> [DATA EXCERPTS]
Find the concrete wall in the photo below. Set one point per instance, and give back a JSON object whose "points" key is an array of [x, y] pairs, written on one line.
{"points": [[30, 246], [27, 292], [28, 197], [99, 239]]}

--

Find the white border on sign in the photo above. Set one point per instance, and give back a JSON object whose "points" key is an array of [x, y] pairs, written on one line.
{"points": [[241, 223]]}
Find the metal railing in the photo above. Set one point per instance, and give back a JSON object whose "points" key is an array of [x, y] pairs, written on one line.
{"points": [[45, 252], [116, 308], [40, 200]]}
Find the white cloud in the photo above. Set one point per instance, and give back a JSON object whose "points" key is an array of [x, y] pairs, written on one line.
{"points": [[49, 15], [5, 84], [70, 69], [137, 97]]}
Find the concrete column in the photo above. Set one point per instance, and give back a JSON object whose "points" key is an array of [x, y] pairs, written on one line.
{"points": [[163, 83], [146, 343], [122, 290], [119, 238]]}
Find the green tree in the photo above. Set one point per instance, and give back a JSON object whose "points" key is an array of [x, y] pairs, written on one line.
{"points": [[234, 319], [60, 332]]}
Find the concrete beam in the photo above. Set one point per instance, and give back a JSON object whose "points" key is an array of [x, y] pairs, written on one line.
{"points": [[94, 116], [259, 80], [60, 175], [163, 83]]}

---

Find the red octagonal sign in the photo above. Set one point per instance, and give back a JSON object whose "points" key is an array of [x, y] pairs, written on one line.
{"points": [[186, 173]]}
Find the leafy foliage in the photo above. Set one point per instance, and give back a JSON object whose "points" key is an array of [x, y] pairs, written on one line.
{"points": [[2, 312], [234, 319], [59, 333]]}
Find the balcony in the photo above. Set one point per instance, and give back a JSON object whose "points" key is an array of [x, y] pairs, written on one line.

> [STATED PROBLEM]
From the records, copy out every line that contains the word "white".

> [EXERCISE RESPONSE]
Find the white border on sign in the photo above. Set one point per instance, and give back a JSON object whose "points" key is an array of [x, y] pairs, written on one line.
Find the white cloud in the photo above. Set one point per instance, and give back a JSON object whose "points" key is an array of [x, y] pairs, written on one line.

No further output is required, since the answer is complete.